*** Document extract
Question

Determine the asymptotes for the second degree equation 7x^2 +42x +6y+81=3y^2

Answer 1

I'm not at all sure that the equation you've typed in has any asymptotes. It's not a rational function. Except in trigonometry, only rational functions have asymptotes. Check to ensure that you've copi

Answer 2

copied this problem down correctly.

Answer 3

It is a trigonometry problem. I did copy down correctly. I know it is an equation to a hyperbola and has to be manipulated. I am pretty sure it turns into to 7x^2+42x =3y^2-6y. but I am not sure where the 81 goes

Answer 4

Oh, I see. In that case you mean "slant asymptotes," not vertical or horizontal ones.

Answer 5

Taking the equation you've posted, re-write it as follows:\[7x^2+42x =3y^2-6y \rightarrow 7(x^2+6x)=3(y^2-2y)\]

Answer 6

... as the first step towards putting this equation into "standard form" for the eq'n of a hyperbola.

Answer 7

You will have to "complete the square" twice, starting with each of the expressions in each set of parentheses. Are you able to do this?

Answer 8

Yes. When you complete the square you would get 7(x^2+6x+9) +3(y^2-2y+4)=81. It would then be 7(x+3)^2 + 3(y-2)^2=8. Where do you go from there?
******
*** Extracted material
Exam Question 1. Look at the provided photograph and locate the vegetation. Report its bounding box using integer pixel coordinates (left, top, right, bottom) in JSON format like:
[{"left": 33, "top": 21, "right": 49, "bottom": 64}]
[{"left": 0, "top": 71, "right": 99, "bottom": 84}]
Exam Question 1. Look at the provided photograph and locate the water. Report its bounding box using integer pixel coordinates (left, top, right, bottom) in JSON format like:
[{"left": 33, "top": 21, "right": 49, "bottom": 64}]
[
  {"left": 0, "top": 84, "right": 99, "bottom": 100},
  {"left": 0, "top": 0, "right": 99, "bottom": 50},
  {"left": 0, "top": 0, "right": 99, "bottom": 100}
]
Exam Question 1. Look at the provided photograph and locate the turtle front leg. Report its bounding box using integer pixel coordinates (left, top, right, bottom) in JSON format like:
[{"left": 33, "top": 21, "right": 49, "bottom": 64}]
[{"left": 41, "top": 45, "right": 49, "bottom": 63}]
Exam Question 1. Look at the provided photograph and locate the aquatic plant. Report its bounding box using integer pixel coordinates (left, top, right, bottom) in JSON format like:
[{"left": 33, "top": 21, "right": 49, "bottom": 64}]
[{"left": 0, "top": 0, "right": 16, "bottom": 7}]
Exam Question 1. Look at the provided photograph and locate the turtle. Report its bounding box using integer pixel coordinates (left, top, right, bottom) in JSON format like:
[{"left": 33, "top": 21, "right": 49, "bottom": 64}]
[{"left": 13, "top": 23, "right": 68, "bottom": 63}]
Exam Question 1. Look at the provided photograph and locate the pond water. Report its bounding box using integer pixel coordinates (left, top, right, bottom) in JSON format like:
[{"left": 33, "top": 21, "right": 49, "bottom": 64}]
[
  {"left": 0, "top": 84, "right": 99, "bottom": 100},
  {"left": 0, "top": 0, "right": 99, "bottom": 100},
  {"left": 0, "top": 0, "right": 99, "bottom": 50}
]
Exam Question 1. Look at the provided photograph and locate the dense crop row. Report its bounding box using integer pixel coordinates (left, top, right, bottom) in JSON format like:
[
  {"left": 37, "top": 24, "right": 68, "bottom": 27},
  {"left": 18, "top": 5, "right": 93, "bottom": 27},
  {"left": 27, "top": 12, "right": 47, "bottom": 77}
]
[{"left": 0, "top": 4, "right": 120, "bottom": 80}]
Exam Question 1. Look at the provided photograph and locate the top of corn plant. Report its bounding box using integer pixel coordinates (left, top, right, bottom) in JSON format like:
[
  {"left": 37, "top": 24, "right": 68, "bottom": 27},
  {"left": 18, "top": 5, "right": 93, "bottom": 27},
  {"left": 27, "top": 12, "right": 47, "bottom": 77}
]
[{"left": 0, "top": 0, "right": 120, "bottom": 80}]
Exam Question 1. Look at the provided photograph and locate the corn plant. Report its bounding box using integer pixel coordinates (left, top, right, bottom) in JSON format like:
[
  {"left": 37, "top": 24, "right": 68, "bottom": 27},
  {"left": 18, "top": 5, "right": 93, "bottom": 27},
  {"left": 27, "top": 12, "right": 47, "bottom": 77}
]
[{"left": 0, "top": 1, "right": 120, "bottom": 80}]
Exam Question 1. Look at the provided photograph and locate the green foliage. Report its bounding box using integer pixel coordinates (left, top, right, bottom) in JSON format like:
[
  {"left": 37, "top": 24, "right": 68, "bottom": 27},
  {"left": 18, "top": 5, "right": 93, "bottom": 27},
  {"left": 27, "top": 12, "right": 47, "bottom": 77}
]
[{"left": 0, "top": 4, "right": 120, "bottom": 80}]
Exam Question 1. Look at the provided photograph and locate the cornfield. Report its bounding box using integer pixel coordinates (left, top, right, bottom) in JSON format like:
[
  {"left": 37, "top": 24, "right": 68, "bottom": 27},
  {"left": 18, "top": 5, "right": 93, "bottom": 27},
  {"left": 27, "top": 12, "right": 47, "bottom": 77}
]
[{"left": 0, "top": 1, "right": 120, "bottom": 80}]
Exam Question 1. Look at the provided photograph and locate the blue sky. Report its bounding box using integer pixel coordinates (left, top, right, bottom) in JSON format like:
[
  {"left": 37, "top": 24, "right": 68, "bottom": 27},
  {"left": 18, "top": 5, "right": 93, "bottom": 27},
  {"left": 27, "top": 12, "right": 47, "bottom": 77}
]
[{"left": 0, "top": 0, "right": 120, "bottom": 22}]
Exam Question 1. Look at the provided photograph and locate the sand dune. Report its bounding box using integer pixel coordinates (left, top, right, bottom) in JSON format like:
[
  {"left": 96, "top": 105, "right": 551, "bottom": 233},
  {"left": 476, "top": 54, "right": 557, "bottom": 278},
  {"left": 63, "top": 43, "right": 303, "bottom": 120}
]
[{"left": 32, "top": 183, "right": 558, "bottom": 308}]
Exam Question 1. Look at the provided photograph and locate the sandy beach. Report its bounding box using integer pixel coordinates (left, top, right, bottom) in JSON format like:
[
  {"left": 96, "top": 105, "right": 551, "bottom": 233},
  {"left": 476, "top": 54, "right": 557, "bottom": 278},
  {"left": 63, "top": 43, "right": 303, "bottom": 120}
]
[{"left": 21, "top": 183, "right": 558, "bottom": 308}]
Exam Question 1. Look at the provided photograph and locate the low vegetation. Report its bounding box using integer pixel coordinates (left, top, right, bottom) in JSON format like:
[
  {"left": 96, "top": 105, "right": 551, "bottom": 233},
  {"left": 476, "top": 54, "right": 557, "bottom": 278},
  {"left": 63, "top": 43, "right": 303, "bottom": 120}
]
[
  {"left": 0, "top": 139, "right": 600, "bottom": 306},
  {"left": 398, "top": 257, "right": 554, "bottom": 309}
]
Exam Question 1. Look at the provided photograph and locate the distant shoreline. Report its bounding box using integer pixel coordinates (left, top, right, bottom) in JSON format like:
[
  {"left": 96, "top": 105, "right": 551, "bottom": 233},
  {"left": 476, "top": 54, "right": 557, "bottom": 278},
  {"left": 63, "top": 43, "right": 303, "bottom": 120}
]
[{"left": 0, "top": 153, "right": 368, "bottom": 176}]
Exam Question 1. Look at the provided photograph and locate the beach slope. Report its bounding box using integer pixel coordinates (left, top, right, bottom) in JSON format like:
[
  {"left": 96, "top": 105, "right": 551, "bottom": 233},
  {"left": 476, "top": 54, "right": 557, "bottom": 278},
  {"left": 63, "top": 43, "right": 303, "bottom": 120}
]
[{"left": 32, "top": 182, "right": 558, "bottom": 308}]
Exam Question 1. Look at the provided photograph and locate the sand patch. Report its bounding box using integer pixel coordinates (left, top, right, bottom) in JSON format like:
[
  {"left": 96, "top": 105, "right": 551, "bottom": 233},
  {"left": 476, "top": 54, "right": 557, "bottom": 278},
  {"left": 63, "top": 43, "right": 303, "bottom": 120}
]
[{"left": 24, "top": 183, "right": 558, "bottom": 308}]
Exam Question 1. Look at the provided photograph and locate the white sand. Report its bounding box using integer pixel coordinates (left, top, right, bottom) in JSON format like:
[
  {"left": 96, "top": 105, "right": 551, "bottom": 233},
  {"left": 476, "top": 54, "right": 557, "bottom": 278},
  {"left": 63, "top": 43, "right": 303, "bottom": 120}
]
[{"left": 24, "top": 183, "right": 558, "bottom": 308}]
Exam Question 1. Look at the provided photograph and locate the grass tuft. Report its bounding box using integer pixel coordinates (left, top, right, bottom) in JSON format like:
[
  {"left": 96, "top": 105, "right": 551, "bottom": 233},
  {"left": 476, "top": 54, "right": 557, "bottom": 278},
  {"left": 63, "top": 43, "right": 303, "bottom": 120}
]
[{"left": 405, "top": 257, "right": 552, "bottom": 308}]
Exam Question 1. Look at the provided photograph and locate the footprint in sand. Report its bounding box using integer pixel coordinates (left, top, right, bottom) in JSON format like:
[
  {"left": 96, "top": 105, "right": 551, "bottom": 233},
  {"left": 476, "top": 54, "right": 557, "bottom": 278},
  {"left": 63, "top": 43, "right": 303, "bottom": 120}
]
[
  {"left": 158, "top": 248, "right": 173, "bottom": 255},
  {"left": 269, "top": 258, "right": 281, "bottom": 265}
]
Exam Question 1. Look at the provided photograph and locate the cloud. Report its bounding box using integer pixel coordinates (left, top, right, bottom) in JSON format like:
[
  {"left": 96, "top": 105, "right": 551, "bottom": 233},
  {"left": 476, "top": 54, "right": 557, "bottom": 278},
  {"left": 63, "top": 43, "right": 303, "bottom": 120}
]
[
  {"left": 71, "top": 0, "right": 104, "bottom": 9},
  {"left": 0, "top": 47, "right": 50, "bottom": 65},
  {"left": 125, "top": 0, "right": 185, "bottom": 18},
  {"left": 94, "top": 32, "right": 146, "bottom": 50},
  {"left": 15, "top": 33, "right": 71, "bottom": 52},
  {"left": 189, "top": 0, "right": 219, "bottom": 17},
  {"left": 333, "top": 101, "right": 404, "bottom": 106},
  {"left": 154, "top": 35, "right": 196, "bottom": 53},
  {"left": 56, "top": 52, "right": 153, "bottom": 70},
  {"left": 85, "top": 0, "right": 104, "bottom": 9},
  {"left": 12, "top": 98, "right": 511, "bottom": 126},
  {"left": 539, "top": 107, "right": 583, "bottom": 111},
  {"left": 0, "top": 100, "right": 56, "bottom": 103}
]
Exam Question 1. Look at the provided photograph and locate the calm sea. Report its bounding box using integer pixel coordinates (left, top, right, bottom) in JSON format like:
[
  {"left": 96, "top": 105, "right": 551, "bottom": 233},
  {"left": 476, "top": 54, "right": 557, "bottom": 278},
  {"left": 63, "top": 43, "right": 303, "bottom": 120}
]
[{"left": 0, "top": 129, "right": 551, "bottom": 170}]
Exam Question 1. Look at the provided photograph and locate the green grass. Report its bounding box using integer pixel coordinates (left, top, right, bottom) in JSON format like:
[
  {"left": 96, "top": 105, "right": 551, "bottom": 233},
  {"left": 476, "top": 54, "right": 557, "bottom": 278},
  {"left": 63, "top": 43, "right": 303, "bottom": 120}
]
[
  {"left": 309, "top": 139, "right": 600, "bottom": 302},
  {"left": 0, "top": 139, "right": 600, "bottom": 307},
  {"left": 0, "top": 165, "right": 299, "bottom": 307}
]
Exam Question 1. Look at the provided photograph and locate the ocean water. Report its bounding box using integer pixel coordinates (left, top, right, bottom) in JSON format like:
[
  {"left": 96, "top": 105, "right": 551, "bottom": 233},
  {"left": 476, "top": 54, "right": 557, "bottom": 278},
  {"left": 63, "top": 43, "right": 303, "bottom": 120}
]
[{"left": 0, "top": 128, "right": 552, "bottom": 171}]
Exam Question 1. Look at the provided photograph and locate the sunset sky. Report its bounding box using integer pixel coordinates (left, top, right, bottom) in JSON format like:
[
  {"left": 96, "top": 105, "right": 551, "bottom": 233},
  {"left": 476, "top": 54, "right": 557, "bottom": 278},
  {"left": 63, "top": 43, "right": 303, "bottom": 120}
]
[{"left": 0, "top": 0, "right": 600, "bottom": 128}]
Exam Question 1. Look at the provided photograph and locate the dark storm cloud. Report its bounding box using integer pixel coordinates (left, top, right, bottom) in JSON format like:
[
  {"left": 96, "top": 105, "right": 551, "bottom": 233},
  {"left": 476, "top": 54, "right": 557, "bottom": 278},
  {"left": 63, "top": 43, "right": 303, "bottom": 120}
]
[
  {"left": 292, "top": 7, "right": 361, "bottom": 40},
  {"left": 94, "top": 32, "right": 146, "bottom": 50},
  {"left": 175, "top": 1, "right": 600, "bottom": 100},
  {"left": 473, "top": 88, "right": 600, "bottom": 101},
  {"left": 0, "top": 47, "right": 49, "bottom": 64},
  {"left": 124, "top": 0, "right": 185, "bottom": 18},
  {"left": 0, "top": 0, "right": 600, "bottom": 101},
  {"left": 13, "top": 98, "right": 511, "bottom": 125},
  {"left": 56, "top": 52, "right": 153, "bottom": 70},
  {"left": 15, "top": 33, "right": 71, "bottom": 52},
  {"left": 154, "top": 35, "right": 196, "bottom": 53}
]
******
> _Exercise prompt_
Please reproduce the part of the asymptotes thread word for word, beginning at the words "You will have" and stopping after "go from there?".

> _Solution to the problem_
You will have to "complete the square" twice, starting with each of the expressions in each set of parentheses. Are you able to do this?

Answer 8

Yes. When you complete the square you would get 7(x^2+6x+9) +3(y^2-2y+4)=81. It would then be 7(x+3)^2 + 3(y-2)^2=8. Where do you go from there?